DATA SHOWN -
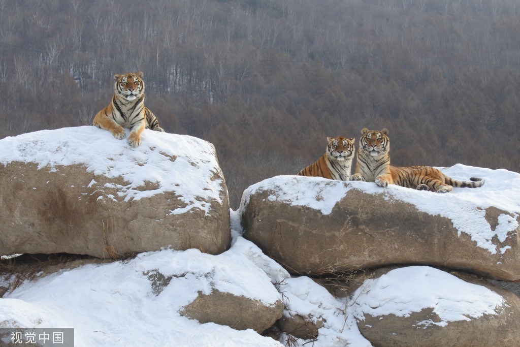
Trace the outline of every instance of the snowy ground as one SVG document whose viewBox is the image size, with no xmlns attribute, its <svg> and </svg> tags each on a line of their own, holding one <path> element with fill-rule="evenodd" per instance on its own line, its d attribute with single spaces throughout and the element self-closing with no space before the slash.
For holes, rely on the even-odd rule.
<svg viewBox="0 0 520 347">
<path fill-rule="evenodd" d="M 96 136 L 107 135 L 93 127 L 79 127 L 76 130 L 82 134 L 88 133 L 91 139 L 95 138 Z M 34 134 L 27 136 L 34 136 Z M 20 150 L 25 151 L 24 156 L 28 154 L 27 151 L 31 151 L 31 156 L 45 162 L 43 165 L 63 163 L 68 160 L 61 154 L 59 144 L 49 150 L 47 148 L 40 148 L 43 143 L 35 138 L 33 143 L 35 147 L 28 148 L 21 145 L 23 142 L 19 142 L 20 139 L 17 138 L 2 140 L 12 148 L 2 151 L 4 154 L 0 157 L 0 162 L 23 160 L 22 157 L 12 159 L 13 156 Z M 164 133 L 147 137 L 145 132 L 144 144 L 132 150 L 121 150 L 117 155 L 120 158 L 137 156 L 134 161 L 141 162 L 141 159 L 138 157 L 146 157 L 147 143 L 153 142 L 153 146 L 164 146 L 171 138 L 170 134 Z M 188 144 L 201 145 L 196 144 L 195 140 L 190 137 L 184 139 Z M 77 139 L 73 136 L 70 140 L 70 144 L 74 144 Z M 114 139 L 114 144 L 119 143 L 124 148 L 127 146 L 125 142 L 117 142 Z M 101 148 L 99 150 L 103 150 Z M 110 150 L 113 152 L 114 148 Z M 165 150 L 168 152 L 175 150 Z M 183 150 L 187 152 L 191 149 Z M 211 150 L 209 149 L 208 152 Z M 95 152 L 87 151 L 85 155 L 93 151 Z M 107 155 L 99 157 L 106 157 Z M 96 158 L 92 159 L 93 162 L 97 162 Z M 210 162 L 208 159 L 200 164 L 204 165 Z M 213 166 L 212 163 L 210 164 Z M 500 227 L 491 230 L 488 224 L 484 225 L 483 231 L 480 228 L 468 229 L 463 219 L 459 217 L 465 213 L 465 201 L 476 203 L 483 208 L 494 205 L 515 214 L 520 213 L 520 174 L 462 165 L 443 171 L 458 179 L 482 177 L 486 184 L 475 189 L 455 188 L 452 192 L 444 195 L 396 187 L 389 188 L 389 191 L 391 189 L 392 196 L 415 203 L 425 212 L 452 216 L 460 221 L 457 227 L 461 232 L 472 235 L 479 247 L 489 250 L 490 253 L 506 251 L 497 249 L 491 240 L 494 236 L 503 239 L 513 227 L 517 226 L 514 218 L 504 214 Z M 171 176 L 171 171 L 164 171 L 165 177 Z M 288 199 L 292 199 L 295 204 L 310 204 L 313 208 L 326 210 L 335 202 L 334 199 L 340 199 L 344 194 L 343 190 L 337 189 L 340 186 L 344 186 L 343 183 L 332 181 L 330 183 L 330 191 L 322 190 L 314 194 L 313 179 L 306 178 L 301 178 L 302 184 L 310 183 L 304 187 L 303 191 L 308 191 L 309 196 L 328 198 L 305 199 L 288 196 Z M 132 178 L 133 181 L 136 180 L 138 181 L 136 177 Z M 189 185 L 188 183 L 184 184 Z M 373 184 L 354 182 L 352 184 L 367 191 L 382 190 Z M 167 188 L 163 185 L 160 187 Z M 131 188 L 127 188 L 129 194 L 133 194 Z M 252 186 L 250 191 L 254 189 L 255 187 Z M 290 191 L 290 187 L 286 190 Z M 216 188 L 215 191 L 217 190 Z M 300 188 L 298 190 L 302 191 Z M 453 209 L 451 208 L 453 204 L 447 204 L 450 199 L 458 201 L 458 207 Z M 287 307 L 286 315 L 298 313 L 322 319 L 325 323 L 319 330 L 317 340 L 306 346 L 365 347 L 371 345 L 359 332 L 357 321 L 362 320 L 366 315 L 403 316 L 431 307 L 441 319 L 435 324 L 443 326 L 453 321 L 494 314 L 504 303 L 501 297 L 486 288 L 466 283 L 445 272 L 426 266 L 392 271 L 379 279 L 367 280 L 350 298 L 336 298 L 308 277 L 291 278 L 256 246 L 240 236 L 239 212 L 231 211 L 231 247 L 218 255 L 202 253 L 196 250 L 184 252 L 164 250 L 141 253 L 130 260 L 86 265 L 34 281 L 26 281 L 0 299 L 0 328 L 73 328 L 76 347 L 242 347 L 281 346 L 286 343 L 283 336 L 280 341 L 275 341 L 252 330 L 238 331 L 212 323 L 201 324 L 179 315 L 178 311 L 192 301 L 198 291 L 207 293 L 216 288 L 257 299 L 267 304 L 282 300 Z M 482 216 L 477 217 L 483 218 Z M 154 271 L 172 276 L 169 284 L 160 290 L 153 287 L 149 278 L 149 274 Z M 183 276 L 176 276 L 180 274 Z M 279 292 L 283 292 L 283 295 Z M 298 340 L 296 343 L 303 346 L 307 342 Z"/>
<path fill-rule="evenodd" d="M 356 319 L 362 320 L 366 314 L 402 316 L 433 307 L 441 319 L 436 324 L 446 325 L 493 314 L 503 303 L 501 297 L 487 288 L 426 266 L 393 271 L 367 280 L 352 298 L 337 299 L 308 277 L 291 278 L 256 246 L 238 236 L 238 214 L 232 214 L 233 244 L 222 254 L 165 250 L 27 281 L 0 299 L 0 327 L 74 328 L 76 347 L 283 345 L 284 336 L 277 341 L 251 330 L 201 324 L 178 313 L 198 291 L 207 292 L 212 286 L 272 303 L 282 297 L 271 282 L 280 284 L 278 290 L 283 292 L 285 314 L 326 322 L 310 345 L 363 347 L 371 345 L 360 333 Z M 174 276 L 158 294 L 147 276 L 153 271 L 191 275 Z M 417 288 L 421 290 L 411 290 Z M 303 346 L 308 341 L 297 342 Z"/>
</svg>

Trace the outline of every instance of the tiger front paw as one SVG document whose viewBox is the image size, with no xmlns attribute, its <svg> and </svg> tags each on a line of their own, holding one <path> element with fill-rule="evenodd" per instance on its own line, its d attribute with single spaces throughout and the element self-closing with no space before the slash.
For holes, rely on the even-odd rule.
<svg viewBox="0 0 520 347">
<path fill-rule="evenodd" d="M 348 177 L 348 181 L 364 181 L 365 179 L 363 179 L 363 176 L 361 176 L 361 174 L 359 172 L 355 173 L 354 175 L 351 175 L 349 177 Z"/>
<path fill-rule="evenodd" d="M 114 129 L 111 129 L 110 132 L 112 133 L 112 135 L 114 135 L 114 137 L 115 137 L 118 140 L 121 140 L 125 138 L 126 134 L 125 133 L 125 130 L 123 128 L 123 127 L 120 126 L 118 128 L 115 128 Z"/>
<path fill-rule="evenodd" d="M 417 186 L 417 188 L 415 189 L 418 190 L 430 190 L 430 187 L 425 184 L 421 183 L 419 185 Z"/>
<path fill-rule="evenodd" d="M 133 147 L 136 147 L 141 144 L 141 137 L 135 133 L 131 133 L 128 136 L 128 144 Z"/>
<path fill-rule="evenodd" d="M 449 193 L 449 192 L 453 190 L 453 187 L 451 186 L 443 186 L 439 189 L 437 190 L 437 192 L 438 193 Z"/>
<path fill-rule="evenodd" d="M 380 187 L 382 187 L 383 188 L 386 188 L 388 186 L 388 183 L 384 179 L 381 179 L 380 178 L 375 179 L 375 184 L 379 186 Z"/>
</svg>

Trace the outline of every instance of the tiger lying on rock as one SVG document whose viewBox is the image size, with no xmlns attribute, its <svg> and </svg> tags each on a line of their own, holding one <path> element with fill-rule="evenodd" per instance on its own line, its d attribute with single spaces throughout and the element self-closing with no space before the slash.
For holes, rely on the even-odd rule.
<svg viewBox="0 0 520 347">
<path fill-rule="evenodd" d="M 352 181 L 375 182 L 380 187 L 395 184 L 420 190 L 433 190 L 439 193 L 451 191 L 453 187 L 477 188 L 484 181 L 472 177 L 472 182 L 457 181 L 432 166 L 393 166 L 390 165 L 390 140 L 388 130 L 381 131 L 363 128 L 356 155 L 356 173 Z"/>
<path fill-rule="evenodd" d="M 141 143 L 141 133 L 145 128 L 164 131 L 157 118 L 145 107 L 145 82 L 143 73 L 115 74 L 114 95 L 108 106 L 98 112 L 93 124 L 109 131 L 114 137 L 125 137 L 123 127 L 130 130 L 128 143 L 136 147 Z"/>
<path fill-rule="evenodd" d="M 354 139 L 327 137 L 327 141 L 329 144 L 325 153 L 298 175 L 348 181 L 354 157 Z"/>
</svg>

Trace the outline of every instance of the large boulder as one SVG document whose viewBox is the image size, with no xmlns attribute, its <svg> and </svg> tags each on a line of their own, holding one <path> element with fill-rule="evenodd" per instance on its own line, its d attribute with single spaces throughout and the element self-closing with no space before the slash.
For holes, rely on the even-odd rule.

WHAT THIS TASK INVOLVES -
Rewrite the material as a numbered list with blank lines omitted, starting at the line containing "Trace the outline of every instance of the large" and ending at the end of the material.

ANSWER BELOW -
1. Trace the outline of every instance of the large boulder as one SVG document whose viewBox is the image size, with no xmlns attribute, its <svg> and </svg> tags each on a line of their own, holding one <path> element with fill-rule="evenodd" per instance on its own line, its d attribute with single spaces throughout and the element self-closing with no space before the slash.
2. For holes, rely on the even-odd rule.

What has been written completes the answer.